§ **Your objective**: Locate every line in the listing below that contains the string "girl" and copy each one out in full. Matching is case-sensitive.

§ **Exercise data**:
* Start *

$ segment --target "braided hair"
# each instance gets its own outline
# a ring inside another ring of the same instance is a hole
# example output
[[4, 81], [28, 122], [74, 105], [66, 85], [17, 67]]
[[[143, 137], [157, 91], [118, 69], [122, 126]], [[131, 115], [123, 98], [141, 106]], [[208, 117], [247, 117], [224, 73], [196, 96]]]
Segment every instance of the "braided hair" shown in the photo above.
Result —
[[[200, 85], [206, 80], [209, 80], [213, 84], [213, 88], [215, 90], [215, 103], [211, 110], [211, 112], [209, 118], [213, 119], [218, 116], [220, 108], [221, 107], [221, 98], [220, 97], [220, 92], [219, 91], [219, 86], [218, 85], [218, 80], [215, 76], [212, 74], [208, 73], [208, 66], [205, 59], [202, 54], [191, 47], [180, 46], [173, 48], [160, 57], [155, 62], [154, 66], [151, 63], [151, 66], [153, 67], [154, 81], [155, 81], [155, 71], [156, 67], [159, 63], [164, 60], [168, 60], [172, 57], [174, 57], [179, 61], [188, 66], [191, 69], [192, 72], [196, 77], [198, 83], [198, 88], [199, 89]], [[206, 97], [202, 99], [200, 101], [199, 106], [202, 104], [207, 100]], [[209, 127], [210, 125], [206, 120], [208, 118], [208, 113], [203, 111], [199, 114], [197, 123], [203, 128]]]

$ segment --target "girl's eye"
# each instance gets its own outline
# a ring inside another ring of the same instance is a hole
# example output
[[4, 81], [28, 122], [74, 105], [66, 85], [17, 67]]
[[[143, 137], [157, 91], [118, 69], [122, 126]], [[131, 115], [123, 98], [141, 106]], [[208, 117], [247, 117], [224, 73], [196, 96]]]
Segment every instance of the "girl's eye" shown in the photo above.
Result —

* End *

§ **Full answer**:
$ segment --target "girl's eye"
Segment every instance of the "girl's eye" shown in the photo above.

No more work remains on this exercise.